▶ [WORK INSTRUCTIONS] Reproduce the listing below without any change.

(Object location annotation data)
□ □ □ □
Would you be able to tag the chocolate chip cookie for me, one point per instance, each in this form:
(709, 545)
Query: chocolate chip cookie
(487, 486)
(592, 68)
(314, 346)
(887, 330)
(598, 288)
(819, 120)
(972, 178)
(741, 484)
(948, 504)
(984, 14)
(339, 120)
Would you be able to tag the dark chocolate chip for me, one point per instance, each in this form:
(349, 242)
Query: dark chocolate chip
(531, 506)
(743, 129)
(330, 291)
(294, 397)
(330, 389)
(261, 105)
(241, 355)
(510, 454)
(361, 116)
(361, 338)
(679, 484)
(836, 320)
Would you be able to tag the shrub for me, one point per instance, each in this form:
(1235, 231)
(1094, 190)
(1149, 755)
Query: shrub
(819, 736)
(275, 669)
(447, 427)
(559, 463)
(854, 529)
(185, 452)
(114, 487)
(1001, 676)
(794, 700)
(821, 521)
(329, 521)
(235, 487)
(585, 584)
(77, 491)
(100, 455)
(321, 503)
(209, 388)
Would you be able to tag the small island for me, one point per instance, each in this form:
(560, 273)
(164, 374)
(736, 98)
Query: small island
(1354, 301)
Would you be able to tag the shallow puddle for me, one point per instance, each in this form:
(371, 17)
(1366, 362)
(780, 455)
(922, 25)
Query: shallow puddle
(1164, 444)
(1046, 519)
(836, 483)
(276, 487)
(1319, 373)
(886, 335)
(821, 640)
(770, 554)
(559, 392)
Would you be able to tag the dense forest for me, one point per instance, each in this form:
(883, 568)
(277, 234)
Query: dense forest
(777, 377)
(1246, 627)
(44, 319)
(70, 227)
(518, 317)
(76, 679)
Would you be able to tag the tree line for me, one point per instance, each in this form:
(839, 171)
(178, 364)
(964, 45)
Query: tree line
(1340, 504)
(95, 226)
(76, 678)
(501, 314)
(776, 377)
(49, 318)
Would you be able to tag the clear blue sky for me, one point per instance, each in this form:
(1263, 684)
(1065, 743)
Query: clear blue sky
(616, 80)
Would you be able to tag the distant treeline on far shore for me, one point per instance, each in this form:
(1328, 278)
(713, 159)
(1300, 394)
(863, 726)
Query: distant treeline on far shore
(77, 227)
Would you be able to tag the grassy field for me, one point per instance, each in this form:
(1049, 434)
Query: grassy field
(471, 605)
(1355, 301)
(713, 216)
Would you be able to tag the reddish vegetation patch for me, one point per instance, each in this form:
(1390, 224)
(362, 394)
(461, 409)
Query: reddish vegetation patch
□ □ □ □
▶ [EXERCISE ANSWER]
Would you be able to tag the chocolate chip cookie for me, one point per instance, each in this form:
(709, 545)
Query: chocolate chip cookie
(487, 486)
(592, 68)
(314, 346)
(887, 330)
(598, 288)
(819, 120)
(972, 178)
(741, 484)
(948, 504)
(984, 14)
(339, 120)
Would you be able to tag the dark chocolate chip for me, one point per instance, each in this form:
(349, 242)
Query: dark chocolate chip
(531, 506)
(743, 129)
(330, 291)
(294, 397)
(330, 389)
(261, 105)
(241, 355)
(510, 454)
(361, 116)
(361, 338)
(679, 484)
(836, 320)
Would you be able to tag the shrub for me, one point per instance, each in this form:
(1235, 231)
(1094, 190)
(1149, 755)
Query: shrub
(819, 736)
(275, 669)
(447, 427)
(559, 463)
(854, 529)
(185, 452)
(114, 487)
(1001, 676)
(794, 700)
(821, 521)
(329, 521)
(235, 487)
(585, 584)
(77, 491)
(100, 455)
(321, 503)
(209, 388)
Would you be able to tag the small island for me, one point per instance, each in this form:
(560, 273)
(164, 374)
(736, 98)
Query: small island
(1354, 301)
Would you be able to tag the shallow puddle for me, one point per instance, each in this form:
(371, 17)
(1366, 362)
(780, 455)
(922, 25)
Query: shallow puddle
(1164, 444)
(1046, 519)
(836, 483)
(276, 487)
(1319, 373)
(886, 335)
(821, 640)
(770, 554)
(559, 392)
Would you be able to tag the dense forest for me, one point per instance, each in this form:
(883, 568)
(277, 234)
Query: dense forest
(777, 377)
(1246, 627)
(44, 319)
(70, 227)
(518, 317)
(76, 679)
Would you be able to tag the tree line for me, one point per instance, each in this form:
(839, 171)
(178, 364)
(964, 45)
Query: tree line
(1340, 504)
(95, 226)
(76, 678)
(501, 314)
(776, 377)
(49, 318)
Would you be able to tag the clear blue sky for me, one point per instance, each in this form:
(1263, 684)
(1065, 743)
Query: clear blue sky
(616, 80)
Would you be able to tag the distant treeline on far shore for me, one point per instance, each in this form:
(1328, 278)
(713, 159)
(1300, 394)
(863, 726)
Query: distant treeline on far shore
(77, 227)
Would you be able to tag the grassy field for me, one point per instance, each in this form:
(1049, 434)
Query: grassy field
(471, 605)
(1355, 301)
(713, 216)
Would you be able to tag the reddish vegetation patch for me, one point per instance, each in this form:
(1390, 224)
(362, 394)
(461, 409)
Query: reddish vegetation patch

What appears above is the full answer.